━━━ Document text ━━━
As president, Dr. Boling and his senior staff met regularly with staff and students on each campus and organized panels of faculty and student advisors.

UT President Emeritus Joe Johnson, who worked with Dr. Boling for the state and the University since 1960, said one of Dr. Boling’s accomplishments was creating a sense of family and coordination among the University’s campuses and institutes and their faculty, students, administrators and alumni.

“Ed worked very hard at that. He had a high level of presence at the campuses and institutes as he promoted the totality of the University,” Johnson said. “He worked diligently for what was best for the University of Tennessee. He was noted for his honesty and fairness as well as what he accomplished for the University of Tennessee.”

Dr. Boling also was instrumental in providing support and growing women’s athletics at UT. He was a fan and enjoyed attending games, particularly basketball. Thompson-Boling Arena in Knoxville is named in honor of him.

“He had a vision that women could succeed on the playing field just like he had a vision they could succeed in the classroom, and he gave them the opportunity to do so,” said Lady Vols basketball coach Holly Warlick.
━━━ Data segment ━━━
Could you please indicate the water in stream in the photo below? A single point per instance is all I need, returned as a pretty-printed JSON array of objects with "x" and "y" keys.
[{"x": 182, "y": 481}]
━━━
Required work | Please print the passage about Dr. Boling above word for word, starting with "UT President Emeritus" and going on through "administrators and alumni.".

Result |
UT President Emeritus Joe Johnson, who worked with Dr. Boling for the state and the University since 1960, said one of Dr. Boling’s accomplishments was creating a sense of family and coordination among the University’s campuses and institutes and their faculty, students, administrators and alumni.